● THE INPUT:
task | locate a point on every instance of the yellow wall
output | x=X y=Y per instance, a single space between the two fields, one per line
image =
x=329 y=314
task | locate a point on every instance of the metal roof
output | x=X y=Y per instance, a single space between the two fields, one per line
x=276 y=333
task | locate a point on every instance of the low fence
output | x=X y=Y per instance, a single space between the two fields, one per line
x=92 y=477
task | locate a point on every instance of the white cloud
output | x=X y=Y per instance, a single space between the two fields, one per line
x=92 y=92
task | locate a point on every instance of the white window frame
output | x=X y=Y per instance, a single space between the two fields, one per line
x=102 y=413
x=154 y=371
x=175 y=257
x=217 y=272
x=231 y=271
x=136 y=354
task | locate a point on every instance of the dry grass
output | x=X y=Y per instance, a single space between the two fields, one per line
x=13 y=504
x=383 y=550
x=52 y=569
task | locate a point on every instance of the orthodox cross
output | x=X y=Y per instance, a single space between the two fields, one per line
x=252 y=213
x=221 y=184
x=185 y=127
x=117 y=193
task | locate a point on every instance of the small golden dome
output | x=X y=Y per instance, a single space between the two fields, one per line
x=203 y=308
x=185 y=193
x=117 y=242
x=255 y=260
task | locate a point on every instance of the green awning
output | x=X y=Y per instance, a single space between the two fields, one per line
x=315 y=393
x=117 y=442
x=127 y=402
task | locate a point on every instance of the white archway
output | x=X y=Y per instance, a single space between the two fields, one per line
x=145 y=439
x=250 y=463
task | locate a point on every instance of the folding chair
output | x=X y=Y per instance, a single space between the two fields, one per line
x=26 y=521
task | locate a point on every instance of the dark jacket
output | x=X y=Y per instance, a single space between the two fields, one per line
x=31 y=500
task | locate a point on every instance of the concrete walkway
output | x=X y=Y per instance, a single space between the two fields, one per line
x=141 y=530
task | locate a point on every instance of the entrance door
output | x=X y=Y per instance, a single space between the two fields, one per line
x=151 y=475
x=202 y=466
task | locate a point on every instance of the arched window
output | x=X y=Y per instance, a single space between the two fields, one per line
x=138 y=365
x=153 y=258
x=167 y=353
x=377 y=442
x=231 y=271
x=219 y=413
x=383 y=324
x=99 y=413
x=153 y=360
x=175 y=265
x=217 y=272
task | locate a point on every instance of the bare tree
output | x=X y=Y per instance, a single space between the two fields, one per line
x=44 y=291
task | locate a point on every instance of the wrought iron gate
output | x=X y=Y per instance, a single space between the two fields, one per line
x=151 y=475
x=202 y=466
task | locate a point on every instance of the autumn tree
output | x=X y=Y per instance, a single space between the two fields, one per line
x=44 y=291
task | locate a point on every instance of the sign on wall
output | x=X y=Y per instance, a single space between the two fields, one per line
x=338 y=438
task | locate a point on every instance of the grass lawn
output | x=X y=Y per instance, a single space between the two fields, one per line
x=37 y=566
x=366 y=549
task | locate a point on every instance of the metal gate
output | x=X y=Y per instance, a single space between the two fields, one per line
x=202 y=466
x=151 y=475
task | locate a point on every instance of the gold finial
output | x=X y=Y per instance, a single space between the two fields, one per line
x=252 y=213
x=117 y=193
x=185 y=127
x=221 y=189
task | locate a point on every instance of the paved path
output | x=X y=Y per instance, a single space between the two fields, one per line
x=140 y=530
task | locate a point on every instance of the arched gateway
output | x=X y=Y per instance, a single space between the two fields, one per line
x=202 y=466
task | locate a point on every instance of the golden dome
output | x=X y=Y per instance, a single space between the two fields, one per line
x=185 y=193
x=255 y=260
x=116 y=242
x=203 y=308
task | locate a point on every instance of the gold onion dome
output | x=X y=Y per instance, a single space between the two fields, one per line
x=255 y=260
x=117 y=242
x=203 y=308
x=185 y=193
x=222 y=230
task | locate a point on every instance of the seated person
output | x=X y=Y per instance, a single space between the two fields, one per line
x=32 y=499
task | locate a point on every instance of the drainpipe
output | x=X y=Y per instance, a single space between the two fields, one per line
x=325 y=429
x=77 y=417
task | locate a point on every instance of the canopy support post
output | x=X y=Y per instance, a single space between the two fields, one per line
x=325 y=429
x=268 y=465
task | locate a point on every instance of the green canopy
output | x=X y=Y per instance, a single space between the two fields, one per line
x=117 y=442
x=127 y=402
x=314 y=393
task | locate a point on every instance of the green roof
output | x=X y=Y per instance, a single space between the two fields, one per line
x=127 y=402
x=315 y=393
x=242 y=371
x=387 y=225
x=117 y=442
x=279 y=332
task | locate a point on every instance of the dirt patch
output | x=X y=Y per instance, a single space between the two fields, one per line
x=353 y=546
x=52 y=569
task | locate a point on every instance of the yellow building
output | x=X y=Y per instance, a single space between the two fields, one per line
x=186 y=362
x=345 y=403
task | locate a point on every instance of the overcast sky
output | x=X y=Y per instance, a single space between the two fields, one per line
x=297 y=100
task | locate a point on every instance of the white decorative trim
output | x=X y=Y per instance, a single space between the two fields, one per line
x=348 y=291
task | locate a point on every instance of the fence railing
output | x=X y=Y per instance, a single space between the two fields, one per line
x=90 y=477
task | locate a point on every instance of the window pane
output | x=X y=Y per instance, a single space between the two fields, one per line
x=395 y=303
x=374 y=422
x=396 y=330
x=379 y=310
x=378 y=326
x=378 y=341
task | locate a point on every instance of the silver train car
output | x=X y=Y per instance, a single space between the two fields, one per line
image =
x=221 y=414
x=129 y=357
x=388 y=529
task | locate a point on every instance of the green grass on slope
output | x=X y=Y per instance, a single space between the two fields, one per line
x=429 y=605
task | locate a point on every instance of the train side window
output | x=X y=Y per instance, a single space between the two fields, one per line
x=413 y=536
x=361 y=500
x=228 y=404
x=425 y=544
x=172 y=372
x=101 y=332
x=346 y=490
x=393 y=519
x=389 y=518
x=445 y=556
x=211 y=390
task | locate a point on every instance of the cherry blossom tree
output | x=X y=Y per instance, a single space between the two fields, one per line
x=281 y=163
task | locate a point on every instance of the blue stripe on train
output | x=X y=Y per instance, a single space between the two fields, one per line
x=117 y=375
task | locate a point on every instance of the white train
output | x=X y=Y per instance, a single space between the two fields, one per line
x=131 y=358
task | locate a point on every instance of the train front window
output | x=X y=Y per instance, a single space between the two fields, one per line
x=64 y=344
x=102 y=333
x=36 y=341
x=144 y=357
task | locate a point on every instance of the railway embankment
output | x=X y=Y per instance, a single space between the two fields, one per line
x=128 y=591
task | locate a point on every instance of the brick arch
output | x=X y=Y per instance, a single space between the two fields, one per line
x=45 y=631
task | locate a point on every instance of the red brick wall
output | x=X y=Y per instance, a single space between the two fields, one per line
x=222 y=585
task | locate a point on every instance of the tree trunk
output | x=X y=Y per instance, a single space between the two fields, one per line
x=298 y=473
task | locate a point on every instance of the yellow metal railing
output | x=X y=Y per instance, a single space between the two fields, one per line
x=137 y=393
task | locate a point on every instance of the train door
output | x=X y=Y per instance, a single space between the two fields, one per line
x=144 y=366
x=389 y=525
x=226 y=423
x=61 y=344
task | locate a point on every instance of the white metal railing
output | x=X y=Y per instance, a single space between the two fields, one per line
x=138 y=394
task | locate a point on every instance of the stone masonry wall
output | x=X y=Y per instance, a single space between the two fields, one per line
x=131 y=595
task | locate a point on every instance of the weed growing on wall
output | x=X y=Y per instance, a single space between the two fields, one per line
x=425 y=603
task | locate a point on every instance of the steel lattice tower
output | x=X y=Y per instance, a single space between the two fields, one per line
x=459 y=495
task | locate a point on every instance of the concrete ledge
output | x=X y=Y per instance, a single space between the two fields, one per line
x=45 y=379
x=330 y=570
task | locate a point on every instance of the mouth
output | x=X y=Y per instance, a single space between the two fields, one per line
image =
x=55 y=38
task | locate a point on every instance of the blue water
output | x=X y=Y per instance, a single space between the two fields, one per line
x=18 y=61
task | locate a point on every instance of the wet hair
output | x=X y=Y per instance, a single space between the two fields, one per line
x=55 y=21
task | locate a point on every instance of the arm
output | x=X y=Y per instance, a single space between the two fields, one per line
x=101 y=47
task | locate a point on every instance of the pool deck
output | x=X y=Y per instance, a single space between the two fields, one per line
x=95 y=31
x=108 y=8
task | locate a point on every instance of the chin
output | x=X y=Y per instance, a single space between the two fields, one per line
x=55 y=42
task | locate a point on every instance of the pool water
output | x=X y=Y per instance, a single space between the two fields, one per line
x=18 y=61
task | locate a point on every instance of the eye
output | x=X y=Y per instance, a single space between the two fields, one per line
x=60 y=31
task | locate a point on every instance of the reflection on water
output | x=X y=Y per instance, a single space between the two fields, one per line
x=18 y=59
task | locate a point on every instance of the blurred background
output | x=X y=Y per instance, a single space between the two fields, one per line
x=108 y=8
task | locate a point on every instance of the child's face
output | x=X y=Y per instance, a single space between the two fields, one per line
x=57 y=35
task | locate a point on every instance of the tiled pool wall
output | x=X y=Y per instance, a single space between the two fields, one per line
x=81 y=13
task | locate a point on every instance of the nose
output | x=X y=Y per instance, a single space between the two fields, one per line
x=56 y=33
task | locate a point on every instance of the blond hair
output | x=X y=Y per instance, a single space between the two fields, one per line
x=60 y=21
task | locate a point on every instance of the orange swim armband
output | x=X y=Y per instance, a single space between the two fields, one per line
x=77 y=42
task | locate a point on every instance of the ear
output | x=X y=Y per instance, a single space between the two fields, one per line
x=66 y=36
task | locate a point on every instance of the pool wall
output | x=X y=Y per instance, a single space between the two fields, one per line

● EXERCISE BRIEF: Transcribe the rows above exactly as they appear, everything from the line that contains "the green roof" down to the line that contains "x=345 y=403", both of those lines included.

● RESULT:
task | locate a point on every instance of the green roof
output | x=X y=Y per instance, a single space between the two fields, one per line
x=127 y=402
x=315 y=393
x=242 y=371
x=387 y=225
x=117 y=442
x=279 y=332
task | locate a point on every instance of the dirt patch
output | x=X y=Y per instance, a single space between the two fields, one per line
x=353 y=546
x=52 y=569
task | locate a point on every instance of the yellow building
output | x=X y=Y per instance, a single space between the two fields, one per line
x=186 y=362
x=345 y=403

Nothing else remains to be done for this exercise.